Von der Niederkirchnerstraße im Süden bis zur Dimitroffstraße im Norden durchforstet zur Zeit eine Expertenkommission die Straßenlandschaft in Berlins Mitte auf der Suche nach vermeintlich belasteten Straßennamen. Die Kommission wurde bereits im September von Verkehrssenator Herwig Haase (CDU) eingesetzt, Mitte Januar soll sie ihre Ergebnisse präsentieren. Vierzehnmal wurde die Runde bei ihrer Suche fündig, ins Visier gerieten dabei nicht nur die Namen von kommunistischen Antifaschisten wie Käthe Niederkirchner oder Almstadt, sondern auch sozialdemokratische Urahnen wie August Bebel und Clara Zetkin.
********
• Schriftliche Aufgabe A
Gib aus dem Dokumentauszug den Abschnitt wortgetreu wieder, der mit den Worten beginnt, die „Von der Niederkirchnerstraße“ enthalten, und mit „und Clara Zetkin.“ schließt.
• Schriftliche Aufgabe B
Prüfe, ob die folgenden Aussagen mit dem Dokumentauszug übereinstimmen. Antworte jeweils mit ja oder nein und zitiere die entscheidenden Worte des Dokumentauszugs genau: (i) Die Kommission wurde von Verkehrssenator Herwig Haase eingesetzt. (ii) Die Kommission hat ihre Ergebnisse bereits im September präsentiert. (iii) Zu den beanstandeten Namen gehören auch August Bebel und Clara Zetkin.
• Schriftliche Aufgabe C
Schreibe den Dokumentauszug über die Straßennamen in Berlins Mitte bitte im Anschluss an seinen letzten Satz weiter.
********
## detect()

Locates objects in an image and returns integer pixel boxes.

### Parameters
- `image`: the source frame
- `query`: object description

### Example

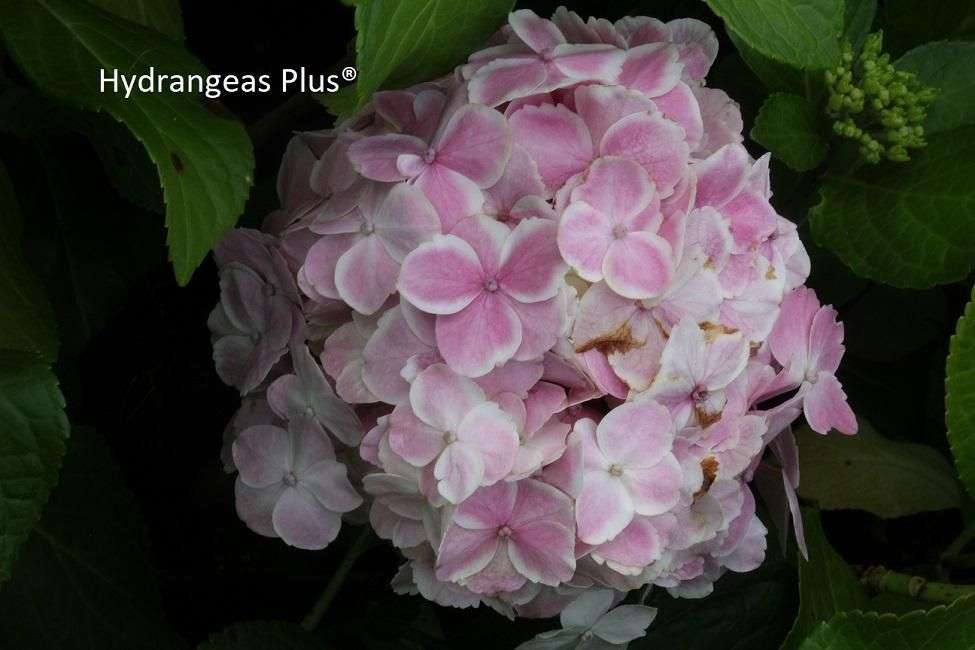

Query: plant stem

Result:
[301,526,372,632]
[860,566,975,605]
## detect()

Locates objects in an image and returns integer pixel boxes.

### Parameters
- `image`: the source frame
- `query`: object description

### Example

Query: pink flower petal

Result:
[563,155,654,224]
[450,215,511,278]
[576,470,633,544]
[335,235,399,314]
[596,400,674,469]
[271,488,342,551]
[437,291,522,377]
[575,84,654,142]
[410,363,485,433]
[557,201,614,282]
[373,183,440,262]
[436,525,498,582]
[599,113,690,197]
[467,57,548,106]
[234,476,287,537]
[802,371,859,435]
[349,133,427,183]
[508,104,593,192]
[498,219,566,302]
[415,165,484,232]
[233,425,291,488]
[389,404,445,467]
[362,306,432,404]
[298,460,362,513]
[434,104,511,188]
[433,442,484,503]
[653,81,704,151]
[508,521,576,587]
[623,454,684,516]
[808,306,845,373]
[603,232,674,299]
[460,402,518,480]
[453,481,520,533]
[508,9,565,52]
[667,18,718,79]
[398,235,484,314]
[552,43,625,83]
[619,43,681,98]
[694,144,751,207]
[301,234,360,298]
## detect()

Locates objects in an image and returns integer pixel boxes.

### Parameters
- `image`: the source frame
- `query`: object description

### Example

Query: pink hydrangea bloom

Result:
[233,418,362,550]
[389,364,518,503]
[399,217,565,377]
[576,401,681,544]
[437,479,575,594]
[769,287,857,434]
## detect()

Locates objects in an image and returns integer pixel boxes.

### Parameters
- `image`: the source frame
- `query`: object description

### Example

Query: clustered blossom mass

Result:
[209,9,857,638]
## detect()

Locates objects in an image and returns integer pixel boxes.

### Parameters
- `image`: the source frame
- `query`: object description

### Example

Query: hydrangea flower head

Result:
[209,8,856,648]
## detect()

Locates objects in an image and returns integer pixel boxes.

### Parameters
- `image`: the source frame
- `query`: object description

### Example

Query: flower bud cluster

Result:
[825,32,936,163]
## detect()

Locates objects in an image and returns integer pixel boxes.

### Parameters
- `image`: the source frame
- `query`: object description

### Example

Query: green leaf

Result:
[810,127,975,289]
[0,428,182,650]
[843,284,947,363]
[629,549,796,650]
[796,419,959,518]
[945,282,975,495]
[707,0,843,69]
[0,0,254,284]
[355,0,514,107]
[894,41,975,135]
[879,0,975,58]
[0,156,58,360]
[728,29,804,93]
[25,141,165,356]
[782,506,867,650]
[199,621,324,650]
[88,0,184,41]
[843,0,877,52]
[800,597,975,650]
[751,93,827,172]
[0,351,68,580]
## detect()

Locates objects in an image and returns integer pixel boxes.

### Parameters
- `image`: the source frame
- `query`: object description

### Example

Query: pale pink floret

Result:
[468,9,623,106]
[399,217,565,377]
[644,319,749,426]
[233,418,362,550]
[437,479,575,594]
[349,104,511,231]
[267,345,362,447]
[304,183,440,314]
[389,364,518,503]
[576,401,681,544]
[769,287,857,434]
[558,158,675,298]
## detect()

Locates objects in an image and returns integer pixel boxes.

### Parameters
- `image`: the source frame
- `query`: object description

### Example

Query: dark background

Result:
[0,1,966,648]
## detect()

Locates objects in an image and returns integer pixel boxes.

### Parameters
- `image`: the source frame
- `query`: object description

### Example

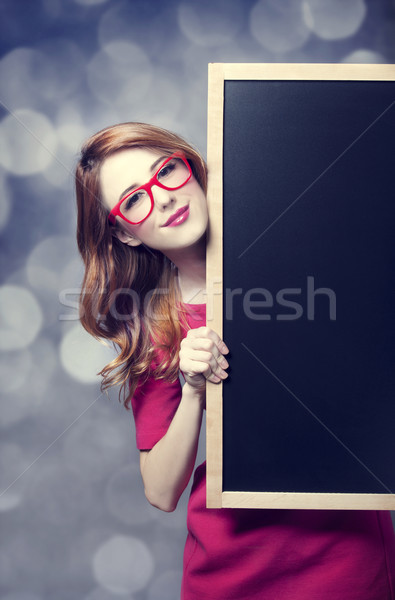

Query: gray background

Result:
[0,0,395,600]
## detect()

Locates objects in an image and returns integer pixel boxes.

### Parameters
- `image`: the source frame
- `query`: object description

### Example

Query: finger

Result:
[187,327,229,354]
[180,357,228,380]
[180,347,229,378]
[182,332,229,369]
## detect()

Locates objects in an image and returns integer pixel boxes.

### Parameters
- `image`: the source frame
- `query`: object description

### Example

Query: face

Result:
[100,148,208,254]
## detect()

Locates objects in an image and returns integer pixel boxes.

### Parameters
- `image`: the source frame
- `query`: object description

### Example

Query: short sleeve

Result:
[131,370,181,450]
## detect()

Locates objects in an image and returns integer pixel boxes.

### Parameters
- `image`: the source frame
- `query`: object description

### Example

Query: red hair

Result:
[75,123,207,408]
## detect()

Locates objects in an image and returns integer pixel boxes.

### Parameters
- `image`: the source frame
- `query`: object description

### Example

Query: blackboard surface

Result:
[209,64,395,500]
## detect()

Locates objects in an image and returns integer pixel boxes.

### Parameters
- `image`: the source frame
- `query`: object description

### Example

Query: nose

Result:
[151,185,175,210]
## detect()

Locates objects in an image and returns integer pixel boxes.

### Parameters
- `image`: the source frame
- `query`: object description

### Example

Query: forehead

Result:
[100,148,165,207]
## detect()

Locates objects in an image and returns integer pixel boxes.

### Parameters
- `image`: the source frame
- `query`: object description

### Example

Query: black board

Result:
[206,65,395,508]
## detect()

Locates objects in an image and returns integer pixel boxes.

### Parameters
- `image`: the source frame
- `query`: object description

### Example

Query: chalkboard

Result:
[207,64,395,509]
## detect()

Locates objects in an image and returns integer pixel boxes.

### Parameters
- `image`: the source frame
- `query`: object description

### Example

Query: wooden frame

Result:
[207,64,395,509]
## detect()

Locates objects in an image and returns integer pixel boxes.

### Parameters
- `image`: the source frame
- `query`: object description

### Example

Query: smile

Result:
[162,206,189,227]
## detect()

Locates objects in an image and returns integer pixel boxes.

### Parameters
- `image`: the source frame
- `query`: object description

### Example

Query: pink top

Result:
[132,305,395,600]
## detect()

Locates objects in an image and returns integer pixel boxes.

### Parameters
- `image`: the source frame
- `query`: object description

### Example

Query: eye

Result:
[122,190,145,211]
[157,160,177,180]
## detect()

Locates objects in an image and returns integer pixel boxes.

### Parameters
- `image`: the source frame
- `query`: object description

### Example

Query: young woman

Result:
[76,123,395,600]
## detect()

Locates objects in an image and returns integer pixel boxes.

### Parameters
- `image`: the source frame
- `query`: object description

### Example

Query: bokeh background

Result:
[0,0,395,600]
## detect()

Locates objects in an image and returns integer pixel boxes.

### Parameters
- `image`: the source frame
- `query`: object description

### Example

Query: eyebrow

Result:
[118,156,169,202]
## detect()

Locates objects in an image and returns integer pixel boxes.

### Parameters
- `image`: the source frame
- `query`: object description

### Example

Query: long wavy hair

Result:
[75,123,207,409]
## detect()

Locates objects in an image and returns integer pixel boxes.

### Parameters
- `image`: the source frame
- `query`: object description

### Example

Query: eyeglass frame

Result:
[108,152,192,225]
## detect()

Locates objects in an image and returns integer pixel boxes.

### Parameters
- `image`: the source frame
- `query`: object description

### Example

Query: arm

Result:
[140,327,228,512]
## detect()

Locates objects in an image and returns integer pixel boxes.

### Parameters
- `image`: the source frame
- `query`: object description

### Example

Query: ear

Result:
[112,227,141,246]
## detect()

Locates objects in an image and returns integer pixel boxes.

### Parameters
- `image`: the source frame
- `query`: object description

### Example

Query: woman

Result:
[76,123,395,600]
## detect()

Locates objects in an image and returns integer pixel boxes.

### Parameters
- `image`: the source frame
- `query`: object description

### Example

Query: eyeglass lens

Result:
[120,158,190,223]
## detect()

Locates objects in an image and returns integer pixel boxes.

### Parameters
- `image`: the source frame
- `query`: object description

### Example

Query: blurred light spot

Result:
[342,48,386,64]
[93,535,154,594]
[0,285,43,350]
[0,350,33,393]
[147,570,182,600]
[87,41,152,111]
[106,465,158,525]
[128,68,184,130]
[62,408,132,482]
[0,175,11,231]
[0,48,51,110]
[43,146,75,191]
[178,0,243,46]
[0,337,59,427]
[58,122,87,154]
[250,0,310,54]
[35,37,85,103]
[303,0,366,40]
[60,324,115,383]
[74,0,108,6]
[0,109,57,175]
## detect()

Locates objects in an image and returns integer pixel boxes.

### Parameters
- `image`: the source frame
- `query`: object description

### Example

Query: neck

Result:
[167,236,206,304]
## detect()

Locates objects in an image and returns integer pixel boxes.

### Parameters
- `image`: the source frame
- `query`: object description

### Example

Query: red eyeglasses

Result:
[108,152,192,225]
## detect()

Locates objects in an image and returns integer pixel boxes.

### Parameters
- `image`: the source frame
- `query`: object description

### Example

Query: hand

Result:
[179,327,229,391]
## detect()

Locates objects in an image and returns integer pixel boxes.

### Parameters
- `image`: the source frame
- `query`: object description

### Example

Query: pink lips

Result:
[162,206,189,227]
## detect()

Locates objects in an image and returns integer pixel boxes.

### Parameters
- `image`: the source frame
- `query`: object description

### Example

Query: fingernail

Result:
[222,342,229,354]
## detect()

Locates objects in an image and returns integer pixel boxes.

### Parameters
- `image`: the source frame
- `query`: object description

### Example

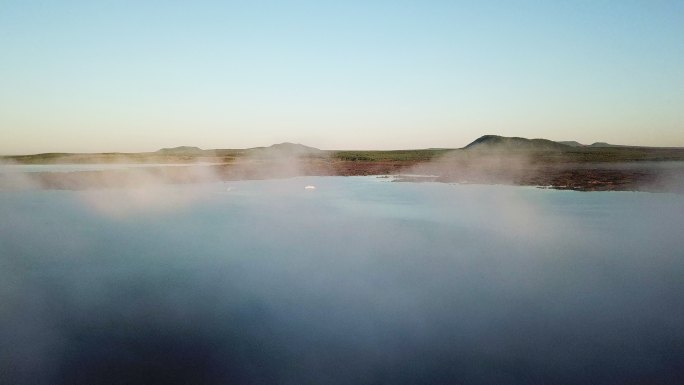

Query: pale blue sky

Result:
[0,0,684,154]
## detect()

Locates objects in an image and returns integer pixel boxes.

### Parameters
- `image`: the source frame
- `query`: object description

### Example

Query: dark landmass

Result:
[0,135,684,193]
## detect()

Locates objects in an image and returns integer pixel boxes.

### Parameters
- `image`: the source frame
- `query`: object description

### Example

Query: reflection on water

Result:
[0,177,684,384]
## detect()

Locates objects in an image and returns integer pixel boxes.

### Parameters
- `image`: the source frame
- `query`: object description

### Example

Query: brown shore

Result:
[0,159,684,193]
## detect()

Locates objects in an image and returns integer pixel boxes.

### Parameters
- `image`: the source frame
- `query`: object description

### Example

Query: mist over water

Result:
[0,177,684,385]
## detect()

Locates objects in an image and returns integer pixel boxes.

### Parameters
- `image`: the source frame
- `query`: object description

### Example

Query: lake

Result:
[0,177,684,385]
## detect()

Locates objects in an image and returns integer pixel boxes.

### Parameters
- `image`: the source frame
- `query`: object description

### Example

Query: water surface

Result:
[0,177,684,384]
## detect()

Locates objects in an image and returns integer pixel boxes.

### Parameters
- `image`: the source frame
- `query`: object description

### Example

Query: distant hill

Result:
[155,146,207,155]
[558,140,585,147]
[588,142,625,147]
[464,135,572,151]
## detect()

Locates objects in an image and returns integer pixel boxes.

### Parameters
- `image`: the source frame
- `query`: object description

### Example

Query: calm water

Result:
[0,177,684,385]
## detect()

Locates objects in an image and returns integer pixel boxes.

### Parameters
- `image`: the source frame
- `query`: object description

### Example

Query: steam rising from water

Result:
[0,178,684,385]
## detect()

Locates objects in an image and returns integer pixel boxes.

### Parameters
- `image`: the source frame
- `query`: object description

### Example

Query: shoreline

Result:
[0,159,684,194]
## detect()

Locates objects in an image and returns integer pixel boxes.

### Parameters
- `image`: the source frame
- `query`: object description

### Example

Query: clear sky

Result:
[0,0,684,154]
********
• Antwort zur Aufgabe A
Von der Niederkirchnerstraße im Süden bis zur Dimitroffstraße im Norden durchforstet zur Zeit eine Expertenkommission die Straßenlandschaft in Berlins Mitte auf der Suche nach vermeintlich belasteten Straßennamen. Die Kommission wurde bereits im September von Verkehrssenator Herwig Haase (CDU) eingesetzt, Mitte Januar soll sie ihre Ergebnisse präsentieren. Vierzehnmal wurde die Runde bei ihrer Suche fündig, ins Visier gerieten dabei nicht nur die Namen von kommunistischen Antifaschisten wie Käthe Niederkirchner oder Almstadt, sondern auch sozialdemokratische Urahnen wie August Bebel und Clara Zetkin.

• Antwort zur Aufgabe B
(i) Ja: „Die Kommission wurde bereits im September von Verkehrssenator Herwig Haase (CDU) eingesetzt“
(ii) Nein: „Mitte Januar soll sie ihre Ergebnisse präsentieren“
(iii) Ja: „sondern auch sozialdemokratische Urahnen wie August Bebel und Clara Zetkin“

• Antwort zur Aufgabe C
Selbst Karl Marx, der über Jahrzehnte im Westberliner Bezirk Neukölln als Straßennamenspatron sein Dasein fristete, ist als Kennzeichnung der gleichnamigen Allee im Ostteil der Stadt nicht geduldet. Er soll ebenso aus dem Verzeichnis getilgt werden wie das KPD-Gründungsduo Karl Liebknecht und Rosa Luxemburg, der Polit-Kommissar des Thälmann- Bataillons im Spanischen Bürgerkrieg, Hans Beimler, und der Stadtkommandant der Roten Armee, Nikolai Bersarin. Auch die Habersaathstraße und die Max- Beer-Straße werden ab kommendem Jahr anders lauten, wenn den Empfehlungen der Kommission gefolgt werden sollte. Als Ersatz werden Persönlichkeiten wie der Erbauer der Neuen Wache, Karl Schinkel, und der preußische Ministerpräsident und SPD-Politiker Otto Braun gehandelt. Von seiten der FDP-Fraktion wurde jüngst Axel Cäsar Springer ins Spiel gebracht.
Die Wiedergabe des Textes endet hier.